- **Work request**: In the records that follow, find each line with "grass" and pull it out.

- **Excerpted data**:
»»

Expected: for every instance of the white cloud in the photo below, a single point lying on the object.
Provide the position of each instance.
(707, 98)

««
»»

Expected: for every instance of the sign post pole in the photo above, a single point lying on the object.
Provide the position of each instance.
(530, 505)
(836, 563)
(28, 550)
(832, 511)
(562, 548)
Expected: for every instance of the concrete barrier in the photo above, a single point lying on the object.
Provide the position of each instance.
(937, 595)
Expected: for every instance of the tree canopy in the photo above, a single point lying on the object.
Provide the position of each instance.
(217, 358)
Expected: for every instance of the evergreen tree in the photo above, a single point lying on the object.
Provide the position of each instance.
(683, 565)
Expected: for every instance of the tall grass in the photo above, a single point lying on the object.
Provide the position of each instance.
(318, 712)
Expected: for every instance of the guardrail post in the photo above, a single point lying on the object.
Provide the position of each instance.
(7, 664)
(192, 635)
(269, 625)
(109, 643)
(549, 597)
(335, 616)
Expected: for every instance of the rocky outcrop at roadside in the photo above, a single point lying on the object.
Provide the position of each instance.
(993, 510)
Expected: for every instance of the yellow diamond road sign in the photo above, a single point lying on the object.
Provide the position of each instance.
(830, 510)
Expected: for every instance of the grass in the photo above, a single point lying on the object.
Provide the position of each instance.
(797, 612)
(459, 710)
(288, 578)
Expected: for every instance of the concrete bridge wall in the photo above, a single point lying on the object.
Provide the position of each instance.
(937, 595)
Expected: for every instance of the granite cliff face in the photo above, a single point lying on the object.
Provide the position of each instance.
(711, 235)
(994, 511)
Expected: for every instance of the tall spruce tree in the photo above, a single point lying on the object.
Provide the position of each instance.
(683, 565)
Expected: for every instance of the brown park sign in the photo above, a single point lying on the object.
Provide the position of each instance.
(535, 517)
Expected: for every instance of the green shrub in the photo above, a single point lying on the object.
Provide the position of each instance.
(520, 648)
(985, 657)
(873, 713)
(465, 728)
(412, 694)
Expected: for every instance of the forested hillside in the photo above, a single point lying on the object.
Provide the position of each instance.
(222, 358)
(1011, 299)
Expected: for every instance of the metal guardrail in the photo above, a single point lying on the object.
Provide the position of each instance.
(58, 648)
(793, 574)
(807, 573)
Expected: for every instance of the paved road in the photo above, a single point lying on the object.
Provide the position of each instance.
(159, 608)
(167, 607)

««
»»

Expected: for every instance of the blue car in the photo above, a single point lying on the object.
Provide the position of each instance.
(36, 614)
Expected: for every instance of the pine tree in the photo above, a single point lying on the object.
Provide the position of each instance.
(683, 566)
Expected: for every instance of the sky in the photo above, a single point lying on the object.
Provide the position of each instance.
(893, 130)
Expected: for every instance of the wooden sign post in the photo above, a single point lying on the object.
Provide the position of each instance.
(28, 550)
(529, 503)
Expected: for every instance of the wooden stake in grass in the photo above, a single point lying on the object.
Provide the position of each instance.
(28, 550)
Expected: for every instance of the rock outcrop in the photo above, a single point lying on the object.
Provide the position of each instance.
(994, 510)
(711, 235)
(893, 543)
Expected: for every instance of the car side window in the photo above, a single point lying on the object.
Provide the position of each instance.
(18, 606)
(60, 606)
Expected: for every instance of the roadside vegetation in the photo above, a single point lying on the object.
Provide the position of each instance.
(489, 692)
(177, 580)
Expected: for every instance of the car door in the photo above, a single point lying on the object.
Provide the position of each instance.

««

- **Exercise answer**:
Expected: for every instance of the tall grass in the photo above, a single point lying on the object.
Expected: for every instance of the grass in the photo above, a single point lying on the object.
Expected: for every instance of the wooden stake in grass in the photo above, a single point lying on the object.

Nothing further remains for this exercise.